[Items stored from a collection]
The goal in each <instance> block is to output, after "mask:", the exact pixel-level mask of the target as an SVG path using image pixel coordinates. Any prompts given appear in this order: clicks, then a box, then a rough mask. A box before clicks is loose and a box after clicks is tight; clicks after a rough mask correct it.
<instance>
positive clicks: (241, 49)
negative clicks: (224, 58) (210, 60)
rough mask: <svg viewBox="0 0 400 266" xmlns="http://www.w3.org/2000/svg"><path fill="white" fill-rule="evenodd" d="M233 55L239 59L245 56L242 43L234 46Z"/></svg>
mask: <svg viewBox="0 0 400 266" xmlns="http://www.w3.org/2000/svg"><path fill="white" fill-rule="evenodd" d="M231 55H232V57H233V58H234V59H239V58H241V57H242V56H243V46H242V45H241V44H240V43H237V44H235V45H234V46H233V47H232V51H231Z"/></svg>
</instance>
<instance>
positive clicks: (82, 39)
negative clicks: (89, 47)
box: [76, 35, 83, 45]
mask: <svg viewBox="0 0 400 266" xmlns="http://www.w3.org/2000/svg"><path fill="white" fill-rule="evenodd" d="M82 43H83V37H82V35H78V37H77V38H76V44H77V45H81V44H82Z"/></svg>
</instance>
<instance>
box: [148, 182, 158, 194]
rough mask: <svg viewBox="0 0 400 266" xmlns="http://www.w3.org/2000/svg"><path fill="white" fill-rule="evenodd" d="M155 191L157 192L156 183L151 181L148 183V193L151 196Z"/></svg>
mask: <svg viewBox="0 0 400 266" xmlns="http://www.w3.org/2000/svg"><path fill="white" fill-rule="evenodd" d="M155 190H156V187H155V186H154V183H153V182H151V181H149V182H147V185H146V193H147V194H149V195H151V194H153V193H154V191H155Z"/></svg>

Task goal: Copy every line of the items above that contains the word "positive", treating uppercase and lowercase as different.

Output below:
positive clicks: (241, 49)
positive clicks: (82, 39)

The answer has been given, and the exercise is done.